**TASK TO CARRY OUT:**
Retype the tail of the data exactly, starting at the line containing "Every instance of the distant" and stopping at the last line.

[Point placement records]
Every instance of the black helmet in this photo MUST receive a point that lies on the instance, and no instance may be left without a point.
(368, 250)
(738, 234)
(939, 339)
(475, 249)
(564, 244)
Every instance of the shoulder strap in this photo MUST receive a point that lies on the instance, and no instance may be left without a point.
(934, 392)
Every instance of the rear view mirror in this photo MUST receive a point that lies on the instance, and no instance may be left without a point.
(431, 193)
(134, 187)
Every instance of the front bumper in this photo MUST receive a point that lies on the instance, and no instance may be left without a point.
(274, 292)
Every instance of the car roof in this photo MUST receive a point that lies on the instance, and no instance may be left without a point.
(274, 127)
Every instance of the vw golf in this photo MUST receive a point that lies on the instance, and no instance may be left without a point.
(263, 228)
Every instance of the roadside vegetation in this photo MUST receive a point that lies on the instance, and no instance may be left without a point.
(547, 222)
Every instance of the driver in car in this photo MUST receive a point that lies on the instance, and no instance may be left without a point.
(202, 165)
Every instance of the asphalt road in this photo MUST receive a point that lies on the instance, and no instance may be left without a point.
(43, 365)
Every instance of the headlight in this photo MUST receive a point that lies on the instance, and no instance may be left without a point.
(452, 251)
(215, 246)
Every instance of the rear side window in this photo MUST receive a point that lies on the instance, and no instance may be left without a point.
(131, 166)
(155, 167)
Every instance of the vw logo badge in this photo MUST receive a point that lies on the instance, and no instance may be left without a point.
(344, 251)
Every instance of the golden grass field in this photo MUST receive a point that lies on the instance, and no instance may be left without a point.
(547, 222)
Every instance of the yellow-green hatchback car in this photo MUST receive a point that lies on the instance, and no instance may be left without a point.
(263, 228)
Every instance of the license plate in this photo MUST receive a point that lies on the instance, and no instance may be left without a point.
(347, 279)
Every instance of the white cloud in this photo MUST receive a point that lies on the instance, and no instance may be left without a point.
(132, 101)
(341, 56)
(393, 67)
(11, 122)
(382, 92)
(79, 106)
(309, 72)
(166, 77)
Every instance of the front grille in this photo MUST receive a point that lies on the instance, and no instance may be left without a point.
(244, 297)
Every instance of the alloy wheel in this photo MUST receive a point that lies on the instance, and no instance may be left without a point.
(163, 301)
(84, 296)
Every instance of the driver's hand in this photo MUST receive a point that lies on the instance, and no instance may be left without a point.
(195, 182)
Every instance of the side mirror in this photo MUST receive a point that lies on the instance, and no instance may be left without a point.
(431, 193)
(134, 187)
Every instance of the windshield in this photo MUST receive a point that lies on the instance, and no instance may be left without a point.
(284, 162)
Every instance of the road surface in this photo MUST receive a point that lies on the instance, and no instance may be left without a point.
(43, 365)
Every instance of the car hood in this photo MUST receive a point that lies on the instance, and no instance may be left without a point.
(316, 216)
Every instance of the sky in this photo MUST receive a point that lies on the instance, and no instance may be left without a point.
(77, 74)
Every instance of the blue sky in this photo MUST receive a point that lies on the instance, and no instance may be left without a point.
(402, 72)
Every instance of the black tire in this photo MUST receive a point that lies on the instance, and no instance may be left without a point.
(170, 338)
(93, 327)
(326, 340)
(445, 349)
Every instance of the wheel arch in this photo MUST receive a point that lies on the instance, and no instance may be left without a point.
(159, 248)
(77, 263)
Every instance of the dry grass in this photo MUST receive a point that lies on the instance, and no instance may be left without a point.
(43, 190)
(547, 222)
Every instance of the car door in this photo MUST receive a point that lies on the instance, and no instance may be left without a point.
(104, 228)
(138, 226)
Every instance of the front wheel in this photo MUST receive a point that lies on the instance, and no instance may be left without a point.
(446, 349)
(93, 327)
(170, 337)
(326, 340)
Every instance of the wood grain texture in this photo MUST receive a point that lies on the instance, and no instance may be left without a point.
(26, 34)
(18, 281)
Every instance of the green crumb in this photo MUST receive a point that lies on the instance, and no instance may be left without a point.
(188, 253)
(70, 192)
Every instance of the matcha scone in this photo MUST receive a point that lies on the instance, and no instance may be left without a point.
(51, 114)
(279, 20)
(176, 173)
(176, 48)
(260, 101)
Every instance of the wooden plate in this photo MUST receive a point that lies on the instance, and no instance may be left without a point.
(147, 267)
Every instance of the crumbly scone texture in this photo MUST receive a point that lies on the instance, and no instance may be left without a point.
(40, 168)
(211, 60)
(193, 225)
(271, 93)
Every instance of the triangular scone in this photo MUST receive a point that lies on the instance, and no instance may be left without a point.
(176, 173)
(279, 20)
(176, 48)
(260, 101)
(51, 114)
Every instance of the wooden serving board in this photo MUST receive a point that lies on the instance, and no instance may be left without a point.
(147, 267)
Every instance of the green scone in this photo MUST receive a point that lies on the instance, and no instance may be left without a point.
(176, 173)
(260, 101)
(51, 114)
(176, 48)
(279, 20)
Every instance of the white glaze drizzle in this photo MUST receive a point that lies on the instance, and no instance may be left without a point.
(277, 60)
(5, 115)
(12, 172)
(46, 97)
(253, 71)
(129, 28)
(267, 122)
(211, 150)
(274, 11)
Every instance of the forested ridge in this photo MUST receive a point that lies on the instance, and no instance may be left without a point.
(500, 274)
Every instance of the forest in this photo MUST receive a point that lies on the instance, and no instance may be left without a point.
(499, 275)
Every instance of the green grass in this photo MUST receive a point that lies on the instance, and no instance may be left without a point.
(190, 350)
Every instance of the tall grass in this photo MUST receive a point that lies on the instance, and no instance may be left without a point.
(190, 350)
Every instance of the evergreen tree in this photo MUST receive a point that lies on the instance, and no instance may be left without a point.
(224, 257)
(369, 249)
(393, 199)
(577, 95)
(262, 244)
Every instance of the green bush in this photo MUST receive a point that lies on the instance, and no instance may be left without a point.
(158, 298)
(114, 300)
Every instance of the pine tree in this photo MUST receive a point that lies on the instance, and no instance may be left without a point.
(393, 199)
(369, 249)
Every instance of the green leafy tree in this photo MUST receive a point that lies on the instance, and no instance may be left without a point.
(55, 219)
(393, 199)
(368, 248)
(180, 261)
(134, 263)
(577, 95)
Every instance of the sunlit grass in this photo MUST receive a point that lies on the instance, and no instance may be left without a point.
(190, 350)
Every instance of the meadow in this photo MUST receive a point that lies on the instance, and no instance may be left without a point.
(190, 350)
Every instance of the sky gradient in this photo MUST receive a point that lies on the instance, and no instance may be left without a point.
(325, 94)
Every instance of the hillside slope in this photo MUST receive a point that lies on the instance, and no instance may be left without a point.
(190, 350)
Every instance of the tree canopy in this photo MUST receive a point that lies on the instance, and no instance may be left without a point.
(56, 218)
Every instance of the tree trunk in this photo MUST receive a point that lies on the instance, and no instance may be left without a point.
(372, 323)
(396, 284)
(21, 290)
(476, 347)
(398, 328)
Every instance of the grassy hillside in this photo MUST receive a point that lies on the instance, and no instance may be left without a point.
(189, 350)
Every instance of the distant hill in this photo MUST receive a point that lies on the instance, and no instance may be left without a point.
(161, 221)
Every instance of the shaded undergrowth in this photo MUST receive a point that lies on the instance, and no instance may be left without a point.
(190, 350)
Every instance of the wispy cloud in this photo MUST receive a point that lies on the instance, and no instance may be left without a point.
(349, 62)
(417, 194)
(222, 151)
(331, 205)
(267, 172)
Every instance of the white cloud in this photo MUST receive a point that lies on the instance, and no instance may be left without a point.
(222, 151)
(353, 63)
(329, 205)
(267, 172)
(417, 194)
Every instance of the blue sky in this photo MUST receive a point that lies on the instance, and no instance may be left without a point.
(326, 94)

**RESULT FOR THIS EXERCISE:**
Every instance of the distant hill in this photo MUST receive a point that lies on the instance, and no instance may be left without a point.
(161, 221)
Every instance of the shaded undergrowth in this photo MUST receive a point that lies on the instance, and no instance may be left without a point.
(190, 350)
Every instance of the wispy cloud in this photo MUST receive a point that lies on the instance, and no instance may be left without a point.
(349, 62)
(417, 194)
(222, 151)
(331, 205)
(267, 172)
Every instance of the white cloud in this photo MUST receive a point that lies on the instance, and no instance may be left without a point.
(222, 151)
(353, 63)
(329, 205)
(267, 172)
(417, 194)
Every instance of the blue sky in this photo MUST receive a point that lies on the instance, and no instance may be left without a point.
(326, 94)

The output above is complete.